• Directions for this task:
Write out the whole of the material exactly.

[START]

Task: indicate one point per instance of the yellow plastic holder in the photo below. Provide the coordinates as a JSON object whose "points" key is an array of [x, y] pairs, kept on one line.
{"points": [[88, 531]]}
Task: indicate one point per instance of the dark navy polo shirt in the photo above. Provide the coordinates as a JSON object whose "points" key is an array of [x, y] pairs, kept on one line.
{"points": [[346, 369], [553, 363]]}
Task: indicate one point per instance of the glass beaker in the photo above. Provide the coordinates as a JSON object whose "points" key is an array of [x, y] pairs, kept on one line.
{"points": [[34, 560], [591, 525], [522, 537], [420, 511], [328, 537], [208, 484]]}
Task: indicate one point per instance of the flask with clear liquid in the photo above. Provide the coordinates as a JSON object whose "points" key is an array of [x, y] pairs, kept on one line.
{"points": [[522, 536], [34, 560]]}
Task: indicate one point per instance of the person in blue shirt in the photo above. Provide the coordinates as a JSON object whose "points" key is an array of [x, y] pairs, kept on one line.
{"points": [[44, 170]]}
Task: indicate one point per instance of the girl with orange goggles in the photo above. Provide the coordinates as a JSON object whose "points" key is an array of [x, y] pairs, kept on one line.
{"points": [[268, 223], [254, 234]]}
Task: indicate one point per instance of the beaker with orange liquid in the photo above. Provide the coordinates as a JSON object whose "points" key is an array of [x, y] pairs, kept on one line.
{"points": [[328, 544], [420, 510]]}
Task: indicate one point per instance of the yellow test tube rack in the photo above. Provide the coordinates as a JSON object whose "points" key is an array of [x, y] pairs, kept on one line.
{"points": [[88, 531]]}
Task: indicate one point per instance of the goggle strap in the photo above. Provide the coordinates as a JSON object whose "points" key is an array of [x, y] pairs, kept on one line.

[END]

• Response to this task:
Task: indicate one point per instance of the yellow plastic holder in the photo below. Provide the coordinates as a JSON object whose "points" key is an array of [x, y] pairs, kept on one line.
{"points": [[88, 531]]}
Task: indicate one point per instance of the dark navy polo shirt in the photo above. Provide the coordinates as a JSON object whose "points" key is an array of [x, y] pairs, kept on one line.
{"points": [[346, 369], [553, 363]]}
Task: indicate one point per instance of the glass beaker in the photo above. Provide the coordinates as a JSON object whose "points" key is an array of [x, y] pairs, kept on one line.
{"points": [[34, 560], [591, 525], [522, 537], [420, 511], [328, 537], [208, 484]]}
Task: indicate one point per instance of the flask with clear liquid in the photo above. Provide the coordinates as a JSON object whose "points" key is an array of [x, y] pairs, kept on one line.
{"points": [[522, 536], [34, 560]]}
Task: indicate one point per instance of the person in blue shirt in the photo above. Provide the coordinates as a JSON object whose "points" key is an array of [x, y] pairs, kept on one line.
{"points": [[44, 170]]}
Task: indicate one point per instance of the girl with orange goggles in the photo above. Provide the coordinates as a JSON object whose "points" key is an array of [x, y] pairs, kept on one line.
{"points": [[268, 223], [254, 234]]}
Task: indicate one point per instance of the beaker with orange liquid in the photo above. Provide the coordinates as a JSON object whose "points" key is an array of [x, y] pairs, kept on one line.
{"points": [[328, 544], [420, 510]]}
Task: indicate one point per instance of the yellow test tube rack in the photo above. Provide the coordinates as a JSON object whose "points" key is an array of [x, y] pairs, kept on one line.
{"points": [[88, 531]]}
Task: indicate one point per instance of the goggle strap in the photo above. Provide the coordinates as a JSON object whose "points" key is an array of [x, y] pairs, kept on one line.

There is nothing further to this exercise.